**文档正文**.
########################################
可以将中间序列定为能变成的字典序最小的序列,这里的字典序最小指在\(1\)的个数尽可能少的情况下\(1\)的位置尽量靠前。
题目中所给的操作等价于如果一个\(1\)前面有\(k\)个\(0\),那么它的位置可以往前移\(k\),如果有连续\(k\)个\(1\),可以都变为\(0\)。
这样子发现移动之后的位置\(\mod k\)不变,所以可以根据此性质进行模拟。
#include <iostream>
#include <cstdio>
#include <cstring>
using namespace std;
const int N = 1000000;
int a[N + 50], b[N + 50], lena, lenb, n, k;
char sta[N + 50], stb[N + 50];
void Calc(char *st, int *a, int &len)
{
for (int i = 1; i <= n; i++)
{
if (st[i] == '0') continue;
if (!len) { a[++len] = i % k; continue; }
int u = i % k, lst = a[len];
if (u <= lst) u += ((lst - u) / k + 1) * k;
a[++len] = u;
while (len >= k && a[len] - k + 1 == a[len - k + 1]) len -= k;
}
while (len >= k && a[len] - k + 1 == a[len - k + 1]) len -= k;
return;
}
int main()
{
int t;
scanf("%d", &t);
while (t--)
{
lena = lenb = 0;
scanf("%d%d", &n, &k);
scanf("%s", sta + 1);
Calc(sta, a, lena);
scanf("%s", stb + 1);
Calc(stb, b, lenb);
if (lena != lenb) { puts("No"); continue; };
int flag = 0;
for (int i = 1; i <= lena; i++) if (a[i] != b[i]) { puts("No"); flag = 1; break; }
if (!flag) puts("Yes");
}
return 0;
}
\(C\)
发现可能的最大的序列的差值\(d\)是将所有必定在集合里的元素排序后两两之间的差的\(gcd\)。
设必须出现的最小元素为\(l\),最大为\(r\),然后在\([l,r]\)中的不能出现的元素的位置为\(pos\),那么\(pos - l\)的所有因子都不满足条件。
这样找出了所有可能作差的值,剩下就是看能向左向右延伸多远,发现还是拿\(pos\)去更新某个数的因子,这玩意可以高维前缀和,懒得写就直接暴力记录每个数的因子了。
########################################
**数据内容**.

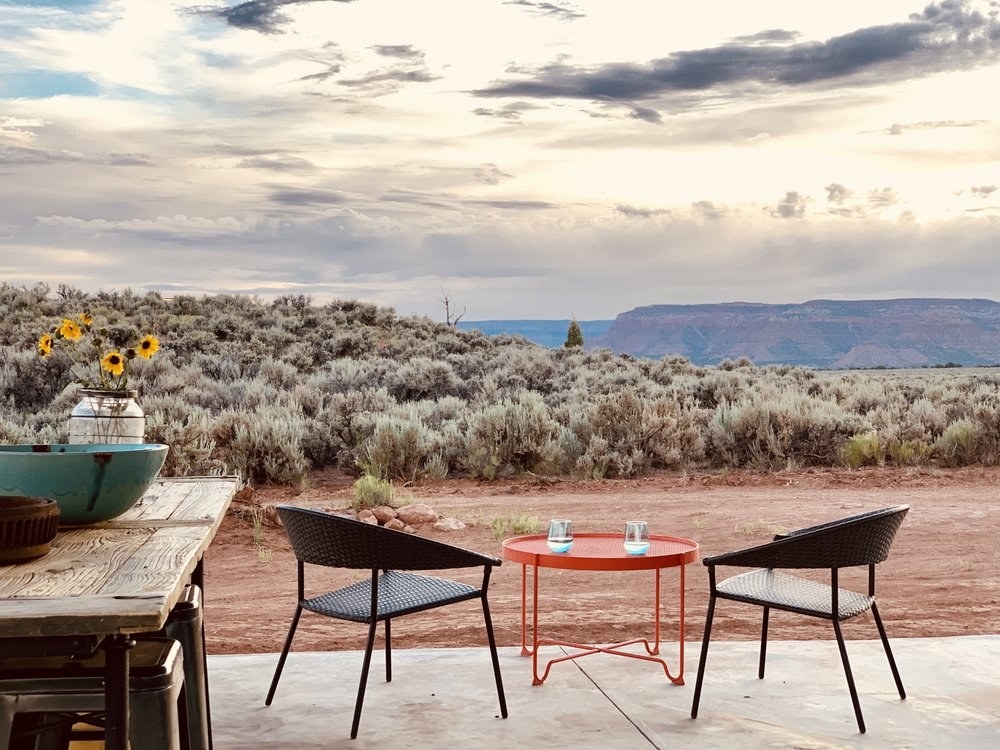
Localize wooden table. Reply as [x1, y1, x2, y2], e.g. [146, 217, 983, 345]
[503, 534, 698, 685]
[0, 477, 238, 750]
########################################
**任务要求**.
将文档正文中从“可以将中间序列定为能变成的字”到“i = 1; i <= n; i++)”的内容逐字输出。 上方所列各行在此无需参考。

**任务结果**.
可以将中间序列定为能变成的字典序最小的序列,这里的字典序最小指在\(1\)的个数尽可能少的情况下\(1\)的位置尽量靠前。
题目中所给的操作等价于如果一个\(1\)前面有\(k\)个\(0\),那么它的位置可以往前移\(k\),如果有连续\(k\)个\(1\),可以都变为\(0\)。
这样子发现移动之后的位置\(\mod k\)不变,所以可以根据此性质进行模拟。
#include <iostream>
#include <cstdio>
#include <cstring>
using namespace std;
const int N = 1000000;
int a[N + 50], b[N + 50], lena, lenb, n, k;
char sta[N + 50], stb[N + 50];
void Calc(char *st, int *a, int &len)
{
for (int i = 1; i <= n; i++)